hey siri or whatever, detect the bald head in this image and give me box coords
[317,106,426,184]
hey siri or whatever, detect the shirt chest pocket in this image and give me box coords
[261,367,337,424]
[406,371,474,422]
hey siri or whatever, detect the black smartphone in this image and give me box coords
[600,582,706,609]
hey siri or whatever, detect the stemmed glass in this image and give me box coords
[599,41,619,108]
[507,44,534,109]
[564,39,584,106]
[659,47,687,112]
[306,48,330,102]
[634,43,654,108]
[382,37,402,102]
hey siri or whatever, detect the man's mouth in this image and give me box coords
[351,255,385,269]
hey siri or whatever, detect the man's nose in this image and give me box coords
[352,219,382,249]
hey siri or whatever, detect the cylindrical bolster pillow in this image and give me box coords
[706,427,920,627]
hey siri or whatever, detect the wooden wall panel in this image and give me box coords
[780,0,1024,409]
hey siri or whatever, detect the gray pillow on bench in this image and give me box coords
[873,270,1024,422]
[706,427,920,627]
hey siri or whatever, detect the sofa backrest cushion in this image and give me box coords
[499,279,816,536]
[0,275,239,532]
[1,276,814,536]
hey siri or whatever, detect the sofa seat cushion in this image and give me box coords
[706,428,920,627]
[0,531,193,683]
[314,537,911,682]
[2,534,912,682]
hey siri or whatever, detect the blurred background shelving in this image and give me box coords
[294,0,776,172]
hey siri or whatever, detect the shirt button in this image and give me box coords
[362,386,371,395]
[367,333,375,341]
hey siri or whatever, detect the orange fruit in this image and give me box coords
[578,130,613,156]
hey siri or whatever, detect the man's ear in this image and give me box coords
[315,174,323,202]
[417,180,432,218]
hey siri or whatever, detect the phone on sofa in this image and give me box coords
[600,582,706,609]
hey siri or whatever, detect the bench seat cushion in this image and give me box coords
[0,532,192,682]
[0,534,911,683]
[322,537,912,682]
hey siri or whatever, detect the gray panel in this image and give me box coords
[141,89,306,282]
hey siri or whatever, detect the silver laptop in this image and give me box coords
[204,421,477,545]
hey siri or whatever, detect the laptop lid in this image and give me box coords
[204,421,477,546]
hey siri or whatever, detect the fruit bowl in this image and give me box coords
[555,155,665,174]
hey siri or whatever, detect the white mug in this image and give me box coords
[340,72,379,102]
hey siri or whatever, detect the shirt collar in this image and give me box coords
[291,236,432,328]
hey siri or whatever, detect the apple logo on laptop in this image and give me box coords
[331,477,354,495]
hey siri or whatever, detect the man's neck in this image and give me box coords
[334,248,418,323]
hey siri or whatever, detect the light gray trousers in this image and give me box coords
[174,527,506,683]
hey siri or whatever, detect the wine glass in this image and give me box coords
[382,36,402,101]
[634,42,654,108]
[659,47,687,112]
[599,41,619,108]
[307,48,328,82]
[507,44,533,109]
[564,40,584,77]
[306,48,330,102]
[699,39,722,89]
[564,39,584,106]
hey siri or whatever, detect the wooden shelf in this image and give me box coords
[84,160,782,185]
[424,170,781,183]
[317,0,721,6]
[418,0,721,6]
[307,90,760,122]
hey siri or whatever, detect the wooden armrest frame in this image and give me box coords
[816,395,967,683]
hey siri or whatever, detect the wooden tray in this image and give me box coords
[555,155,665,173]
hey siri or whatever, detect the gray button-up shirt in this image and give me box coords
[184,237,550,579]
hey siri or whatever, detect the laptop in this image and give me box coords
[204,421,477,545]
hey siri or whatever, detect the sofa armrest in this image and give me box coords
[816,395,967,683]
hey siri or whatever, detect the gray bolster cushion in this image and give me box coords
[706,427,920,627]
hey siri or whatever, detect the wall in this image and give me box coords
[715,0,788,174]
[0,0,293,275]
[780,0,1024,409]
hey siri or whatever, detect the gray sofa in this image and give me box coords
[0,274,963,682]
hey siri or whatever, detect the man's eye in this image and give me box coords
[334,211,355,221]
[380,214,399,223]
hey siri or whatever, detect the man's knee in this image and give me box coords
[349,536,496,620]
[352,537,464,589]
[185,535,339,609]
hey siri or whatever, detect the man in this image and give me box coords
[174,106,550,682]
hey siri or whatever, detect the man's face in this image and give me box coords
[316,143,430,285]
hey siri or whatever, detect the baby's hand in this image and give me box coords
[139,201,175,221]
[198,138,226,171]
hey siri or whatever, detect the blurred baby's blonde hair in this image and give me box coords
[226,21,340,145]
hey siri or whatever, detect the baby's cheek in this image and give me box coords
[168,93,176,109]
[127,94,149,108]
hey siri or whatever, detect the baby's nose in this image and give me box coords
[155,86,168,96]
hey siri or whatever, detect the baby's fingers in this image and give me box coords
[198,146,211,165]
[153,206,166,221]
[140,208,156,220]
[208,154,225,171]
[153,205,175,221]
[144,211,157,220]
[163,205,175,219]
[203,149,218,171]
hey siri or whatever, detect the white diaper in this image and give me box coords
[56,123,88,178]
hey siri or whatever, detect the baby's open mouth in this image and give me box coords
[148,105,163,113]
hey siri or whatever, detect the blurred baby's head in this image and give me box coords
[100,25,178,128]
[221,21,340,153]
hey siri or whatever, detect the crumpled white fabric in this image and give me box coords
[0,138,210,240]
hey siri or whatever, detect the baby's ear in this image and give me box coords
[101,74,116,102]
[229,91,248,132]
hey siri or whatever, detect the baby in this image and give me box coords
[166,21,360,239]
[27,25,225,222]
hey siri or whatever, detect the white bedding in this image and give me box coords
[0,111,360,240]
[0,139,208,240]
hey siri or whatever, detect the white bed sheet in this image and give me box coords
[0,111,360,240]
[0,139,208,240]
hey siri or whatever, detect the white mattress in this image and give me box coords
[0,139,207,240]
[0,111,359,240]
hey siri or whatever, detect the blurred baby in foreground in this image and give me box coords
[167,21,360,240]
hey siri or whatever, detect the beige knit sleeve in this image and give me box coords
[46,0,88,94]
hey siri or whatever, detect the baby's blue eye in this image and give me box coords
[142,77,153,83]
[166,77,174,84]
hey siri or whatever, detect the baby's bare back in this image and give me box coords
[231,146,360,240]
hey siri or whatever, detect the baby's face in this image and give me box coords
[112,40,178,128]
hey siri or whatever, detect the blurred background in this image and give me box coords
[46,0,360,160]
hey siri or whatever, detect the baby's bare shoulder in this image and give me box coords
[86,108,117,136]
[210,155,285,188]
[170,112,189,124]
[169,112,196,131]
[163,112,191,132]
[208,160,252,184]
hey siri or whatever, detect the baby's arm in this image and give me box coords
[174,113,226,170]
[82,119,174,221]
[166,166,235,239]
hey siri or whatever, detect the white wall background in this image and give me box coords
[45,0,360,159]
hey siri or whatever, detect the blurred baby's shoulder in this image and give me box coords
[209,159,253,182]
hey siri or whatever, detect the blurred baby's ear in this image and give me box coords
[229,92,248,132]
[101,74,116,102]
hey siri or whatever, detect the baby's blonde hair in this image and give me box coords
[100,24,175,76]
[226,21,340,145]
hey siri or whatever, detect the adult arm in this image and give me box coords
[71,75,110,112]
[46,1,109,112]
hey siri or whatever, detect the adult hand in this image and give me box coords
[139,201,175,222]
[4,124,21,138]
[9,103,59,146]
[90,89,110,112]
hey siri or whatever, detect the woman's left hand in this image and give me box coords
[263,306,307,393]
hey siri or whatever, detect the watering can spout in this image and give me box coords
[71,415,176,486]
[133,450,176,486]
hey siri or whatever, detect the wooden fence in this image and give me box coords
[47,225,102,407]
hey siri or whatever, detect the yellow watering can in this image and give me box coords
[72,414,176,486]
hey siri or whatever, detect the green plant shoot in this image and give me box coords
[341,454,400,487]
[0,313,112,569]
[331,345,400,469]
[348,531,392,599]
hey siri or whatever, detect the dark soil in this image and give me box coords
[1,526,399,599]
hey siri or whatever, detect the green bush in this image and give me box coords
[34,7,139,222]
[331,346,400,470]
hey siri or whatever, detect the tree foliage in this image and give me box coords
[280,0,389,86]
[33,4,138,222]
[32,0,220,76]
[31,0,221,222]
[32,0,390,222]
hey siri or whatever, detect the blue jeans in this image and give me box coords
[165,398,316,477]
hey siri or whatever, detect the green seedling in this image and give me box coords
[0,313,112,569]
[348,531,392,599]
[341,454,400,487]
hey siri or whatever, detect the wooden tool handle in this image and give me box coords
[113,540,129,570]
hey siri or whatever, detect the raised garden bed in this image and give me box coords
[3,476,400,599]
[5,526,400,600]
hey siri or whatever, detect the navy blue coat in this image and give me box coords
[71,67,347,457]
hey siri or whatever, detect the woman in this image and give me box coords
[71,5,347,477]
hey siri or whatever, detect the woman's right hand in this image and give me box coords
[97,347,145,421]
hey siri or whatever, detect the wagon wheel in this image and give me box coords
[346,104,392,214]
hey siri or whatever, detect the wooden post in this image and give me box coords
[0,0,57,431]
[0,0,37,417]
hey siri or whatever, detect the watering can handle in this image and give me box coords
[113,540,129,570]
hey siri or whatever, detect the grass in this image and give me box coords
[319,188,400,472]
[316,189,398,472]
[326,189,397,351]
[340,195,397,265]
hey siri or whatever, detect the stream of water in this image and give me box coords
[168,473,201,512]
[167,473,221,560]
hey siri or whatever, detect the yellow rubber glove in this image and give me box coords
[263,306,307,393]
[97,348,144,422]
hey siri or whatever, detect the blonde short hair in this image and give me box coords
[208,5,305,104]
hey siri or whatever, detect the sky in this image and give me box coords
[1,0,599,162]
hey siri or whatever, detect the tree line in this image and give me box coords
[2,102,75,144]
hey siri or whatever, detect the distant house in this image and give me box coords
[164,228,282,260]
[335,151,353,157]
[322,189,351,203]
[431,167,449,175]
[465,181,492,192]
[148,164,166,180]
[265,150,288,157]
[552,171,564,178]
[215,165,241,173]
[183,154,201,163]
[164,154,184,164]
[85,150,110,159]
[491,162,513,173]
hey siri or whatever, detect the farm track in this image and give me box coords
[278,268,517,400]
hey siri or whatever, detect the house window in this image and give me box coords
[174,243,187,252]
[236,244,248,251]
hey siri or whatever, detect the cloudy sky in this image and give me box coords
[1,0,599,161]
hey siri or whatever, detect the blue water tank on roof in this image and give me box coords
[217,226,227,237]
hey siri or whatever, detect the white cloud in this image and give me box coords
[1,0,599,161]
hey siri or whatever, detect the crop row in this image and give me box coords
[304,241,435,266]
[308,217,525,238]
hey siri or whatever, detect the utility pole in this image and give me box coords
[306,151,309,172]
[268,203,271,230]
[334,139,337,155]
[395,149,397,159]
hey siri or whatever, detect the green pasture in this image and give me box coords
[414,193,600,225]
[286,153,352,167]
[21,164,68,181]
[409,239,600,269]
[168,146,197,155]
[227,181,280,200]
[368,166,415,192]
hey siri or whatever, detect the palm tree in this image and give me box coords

——————————

◆ Directions for this task ◆
Nothing but the lines from the one with "hey siri or whatever, detect the utility" through the final line of the data belongs in the answer, and they must match exactly.

◆ Written reply ◆
hey siri or whatever, detect the utility pole in this image and give me box coords
[306,151,309,172]
[268,203,271,230]
[334,139,337,155]
[395,149,397,159]
hey siri or whatever, detect the green pasture in this image and give me box coords
[414,193,600,225]
[286,153,352,167]
[21,164,68,181]
[409,239,600,269]
[168,146,197,155]
[227,181,280,200]
[368,166,415,192]
hey siri or whatever, detect the palm tree in this image and give me box coords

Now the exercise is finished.